**** RECORDS FOR PROCESSING ****
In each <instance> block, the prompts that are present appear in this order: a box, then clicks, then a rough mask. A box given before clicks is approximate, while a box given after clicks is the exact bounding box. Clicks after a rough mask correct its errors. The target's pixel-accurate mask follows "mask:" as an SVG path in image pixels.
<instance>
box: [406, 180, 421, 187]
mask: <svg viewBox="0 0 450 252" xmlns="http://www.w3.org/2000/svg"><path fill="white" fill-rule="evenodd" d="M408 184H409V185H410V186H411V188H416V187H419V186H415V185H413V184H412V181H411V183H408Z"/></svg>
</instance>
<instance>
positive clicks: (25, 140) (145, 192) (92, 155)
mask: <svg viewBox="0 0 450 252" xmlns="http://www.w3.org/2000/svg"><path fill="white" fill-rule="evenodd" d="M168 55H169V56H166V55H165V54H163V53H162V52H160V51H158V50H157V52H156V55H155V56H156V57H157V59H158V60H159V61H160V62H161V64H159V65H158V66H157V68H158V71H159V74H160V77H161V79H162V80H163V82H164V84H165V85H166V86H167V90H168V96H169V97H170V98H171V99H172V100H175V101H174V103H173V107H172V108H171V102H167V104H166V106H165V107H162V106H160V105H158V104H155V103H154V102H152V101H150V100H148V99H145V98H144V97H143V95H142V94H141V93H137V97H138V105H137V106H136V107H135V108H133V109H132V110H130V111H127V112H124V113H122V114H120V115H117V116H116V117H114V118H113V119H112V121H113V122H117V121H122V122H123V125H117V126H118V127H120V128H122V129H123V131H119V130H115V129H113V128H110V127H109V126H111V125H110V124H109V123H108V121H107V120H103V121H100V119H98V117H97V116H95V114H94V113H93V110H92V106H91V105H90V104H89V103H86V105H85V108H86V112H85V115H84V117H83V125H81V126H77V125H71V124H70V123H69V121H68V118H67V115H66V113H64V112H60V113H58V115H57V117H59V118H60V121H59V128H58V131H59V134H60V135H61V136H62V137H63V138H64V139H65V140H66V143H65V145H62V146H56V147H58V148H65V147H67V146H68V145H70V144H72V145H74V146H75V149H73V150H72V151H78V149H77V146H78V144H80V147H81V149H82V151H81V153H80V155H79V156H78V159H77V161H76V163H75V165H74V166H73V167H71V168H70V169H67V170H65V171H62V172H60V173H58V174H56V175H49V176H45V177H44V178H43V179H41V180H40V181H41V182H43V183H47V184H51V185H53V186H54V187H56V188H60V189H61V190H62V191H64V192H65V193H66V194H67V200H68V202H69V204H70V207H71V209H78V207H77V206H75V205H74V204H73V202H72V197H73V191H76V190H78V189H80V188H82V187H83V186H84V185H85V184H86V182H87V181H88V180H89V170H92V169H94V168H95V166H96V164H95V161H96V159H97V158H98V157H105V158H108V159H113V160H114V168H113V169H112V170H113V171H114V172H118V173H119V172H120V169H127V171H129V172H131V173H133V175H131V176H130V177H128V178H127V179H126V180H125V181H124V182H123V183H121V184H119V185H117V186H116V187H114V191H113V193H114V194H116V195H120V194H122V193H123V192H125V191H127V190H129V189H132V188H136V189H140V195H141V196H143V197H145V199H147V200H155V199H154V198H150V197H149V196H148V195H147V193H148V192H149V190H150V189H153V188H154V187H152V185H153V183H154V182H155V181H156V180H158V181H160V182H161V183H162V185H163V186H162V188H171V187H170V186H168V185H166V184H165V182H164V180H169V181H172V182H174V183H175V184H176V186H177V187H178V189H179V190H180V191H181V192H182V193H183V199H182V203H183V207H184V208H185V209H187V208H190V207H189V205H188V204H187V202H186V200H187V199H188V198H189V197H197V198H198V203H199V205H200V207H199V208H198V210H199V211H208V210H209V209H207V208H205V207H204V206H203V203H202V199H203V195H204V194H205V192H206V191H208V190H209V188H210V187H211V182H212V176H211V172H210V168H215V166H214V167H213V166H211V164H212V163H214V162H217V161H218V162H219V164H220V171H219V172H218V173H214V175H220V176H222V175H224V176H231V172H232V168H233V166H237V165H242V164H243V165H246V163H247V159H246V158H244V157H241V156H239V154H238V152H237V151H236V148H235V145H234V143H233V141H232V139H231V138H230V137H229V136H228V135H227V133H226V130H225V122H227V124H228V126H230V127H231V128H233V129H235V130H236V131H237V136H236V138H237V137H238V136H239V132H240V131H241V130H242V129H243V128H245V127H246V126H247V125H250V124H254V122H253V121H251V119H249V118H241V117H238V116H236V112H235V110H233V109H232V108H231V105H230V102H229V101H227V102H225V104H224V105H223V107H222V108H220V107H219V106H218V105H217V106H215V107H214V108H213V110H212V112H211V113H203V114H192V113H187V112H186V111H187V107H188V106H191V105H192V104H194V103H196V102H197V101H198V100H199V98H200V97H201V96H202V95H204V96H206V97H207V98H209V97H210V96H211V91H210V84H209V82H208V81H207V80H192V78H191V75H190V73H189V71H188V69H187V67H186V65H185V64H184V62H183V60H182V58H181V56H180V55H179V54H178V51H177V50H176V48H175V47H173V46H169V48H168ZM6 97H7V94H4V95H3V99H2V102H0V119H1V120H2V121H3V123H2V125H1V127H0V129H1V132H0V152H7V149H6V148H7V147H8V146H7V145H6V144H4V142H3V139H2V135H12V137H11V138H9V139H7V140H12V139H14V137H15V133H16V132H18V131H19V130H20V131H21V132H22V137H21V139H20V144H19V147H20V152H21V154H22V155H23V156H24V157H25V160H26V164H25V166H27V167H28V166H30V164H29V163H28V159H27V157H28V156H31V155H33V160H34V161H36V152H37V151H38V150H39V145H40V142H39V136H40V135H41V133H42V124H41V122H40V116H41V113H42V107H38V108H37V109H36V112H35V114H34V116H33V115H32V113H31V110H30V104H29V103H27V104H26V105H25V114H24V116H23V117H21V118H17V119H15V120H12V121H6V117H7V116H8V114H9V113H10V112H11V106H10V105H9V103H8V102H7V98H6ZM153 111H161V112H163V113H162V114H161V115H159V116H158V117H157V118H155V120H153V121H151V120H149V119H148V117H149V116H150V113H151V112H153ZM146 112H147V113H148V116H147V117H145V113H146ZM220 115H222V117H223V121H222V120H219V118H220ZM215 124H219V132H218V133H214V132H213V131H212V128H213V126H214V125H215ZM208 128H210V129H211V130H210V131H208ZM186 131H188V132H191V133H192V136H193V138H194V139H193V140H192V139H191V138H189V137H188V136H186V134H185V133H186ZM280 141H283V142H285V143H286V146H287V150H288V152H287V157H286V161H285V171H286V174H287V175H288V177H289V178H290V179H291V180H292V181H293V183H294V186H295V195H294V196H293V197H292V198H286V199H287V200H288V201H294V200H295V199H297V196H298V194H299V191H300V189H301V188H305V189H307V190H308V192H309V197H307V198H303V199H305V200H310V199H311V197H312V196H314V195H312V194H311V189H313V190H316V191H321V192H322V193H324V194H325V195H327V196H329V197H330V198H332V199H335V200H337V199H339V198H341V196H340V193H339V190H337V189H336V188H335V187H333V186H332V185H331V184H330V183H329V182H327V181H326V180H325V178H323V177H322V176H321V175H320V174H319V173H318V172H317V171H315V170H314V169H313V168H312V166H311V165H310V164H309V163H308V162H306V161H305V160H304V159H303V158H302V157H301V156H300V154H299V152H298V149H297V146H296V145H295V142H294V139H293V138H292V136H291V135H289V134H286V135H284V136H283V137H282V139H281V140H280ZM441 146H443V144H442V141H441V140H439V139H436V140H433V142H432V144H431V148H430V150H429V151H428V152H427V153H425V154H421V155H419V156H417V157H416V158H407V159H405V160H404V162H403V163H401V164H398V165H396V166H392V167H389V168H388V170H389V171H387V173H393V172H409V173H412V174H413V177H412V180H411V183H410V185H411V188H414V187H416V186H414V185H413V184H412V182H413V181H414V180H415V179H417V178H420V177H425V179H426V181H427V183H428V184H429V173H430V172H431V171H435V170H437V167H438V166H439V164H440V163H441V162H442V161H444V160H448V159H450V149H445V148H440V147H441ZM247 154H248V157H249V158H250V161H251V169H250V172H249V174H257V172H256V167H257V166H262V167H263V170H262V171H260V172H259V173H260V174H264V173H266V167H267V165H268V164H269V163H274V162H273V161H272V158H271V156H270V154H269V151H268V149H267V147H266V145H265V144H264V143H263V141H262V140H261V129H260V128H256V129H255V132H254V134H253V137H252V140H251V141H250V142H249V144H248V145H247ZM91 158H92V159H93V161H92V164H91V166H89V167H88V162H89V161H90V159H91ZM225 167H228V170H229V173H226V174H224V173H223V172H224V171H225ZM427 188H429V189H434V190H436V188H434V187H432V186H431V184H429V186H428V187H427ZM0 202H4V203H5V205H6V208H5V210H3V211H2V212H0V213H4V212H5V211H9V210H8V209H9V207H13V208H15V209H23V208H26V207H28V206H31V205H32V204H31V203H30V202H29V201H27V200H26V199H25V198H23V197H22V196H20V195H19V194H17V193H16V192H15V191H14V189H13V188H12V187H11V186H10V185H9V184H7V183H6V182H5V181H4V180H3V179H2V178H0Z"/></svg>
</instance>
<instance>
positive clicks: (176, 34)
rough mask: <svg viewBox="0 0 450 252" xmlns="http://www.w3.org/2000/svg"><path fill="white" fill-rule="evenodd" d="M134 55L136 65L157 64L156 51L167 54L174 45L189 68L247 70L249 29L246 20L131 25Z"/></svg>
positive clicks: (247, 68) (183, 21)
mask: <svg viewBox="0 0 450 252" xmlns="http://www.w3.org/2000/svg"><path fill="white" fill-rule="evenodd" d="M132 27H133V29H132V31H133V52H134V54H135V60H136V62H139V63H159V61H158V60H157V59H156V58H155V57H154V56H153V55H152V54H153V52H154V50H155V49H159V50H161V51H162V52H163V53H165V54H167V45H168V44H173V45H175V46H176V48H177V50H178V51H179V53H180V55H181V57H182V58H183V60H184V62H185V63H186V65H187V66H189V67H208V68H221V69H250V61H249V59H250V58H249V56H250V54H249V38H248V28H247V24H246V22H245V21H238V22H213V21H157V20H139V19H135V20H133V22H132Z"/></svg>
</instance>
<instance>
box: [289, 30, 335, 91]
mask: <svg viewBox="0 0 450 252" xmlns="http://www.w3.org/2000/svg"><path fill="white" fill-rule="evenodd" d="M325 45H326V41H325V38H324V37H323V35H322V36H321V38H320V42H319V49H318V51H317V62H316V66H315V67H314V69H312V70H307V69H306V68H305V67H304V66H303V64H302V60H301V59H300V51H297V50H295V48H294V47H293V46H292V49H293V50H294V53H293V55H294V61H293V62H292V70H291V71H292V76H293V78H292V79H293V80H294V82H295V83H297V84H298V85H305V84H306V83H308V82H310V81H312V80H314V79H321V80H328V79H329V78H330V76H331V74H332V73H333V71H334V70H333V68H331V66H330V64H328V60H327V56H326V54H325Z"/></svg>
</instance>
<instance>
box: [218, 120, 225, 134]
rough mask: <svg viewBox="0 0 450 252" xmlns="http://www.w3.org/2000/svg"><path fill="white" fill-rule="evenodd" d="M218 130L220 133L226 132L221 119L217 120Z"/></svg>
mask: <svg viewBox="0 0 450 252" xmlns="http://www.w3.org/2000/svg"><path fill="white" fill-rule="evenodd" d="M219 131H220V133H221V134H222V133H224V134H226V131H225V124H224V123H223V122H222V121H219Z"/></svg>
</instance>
****
* [WHAT YOU WILL DO]: From the entries above, list each line with "positive" in it.

* [THE COMPLETED TASK]:
positive clicks: (25, 140) (145, 192) (92, 155)
positive clicks: (176, 34)
positive clicks: (247, 68) (183, 21)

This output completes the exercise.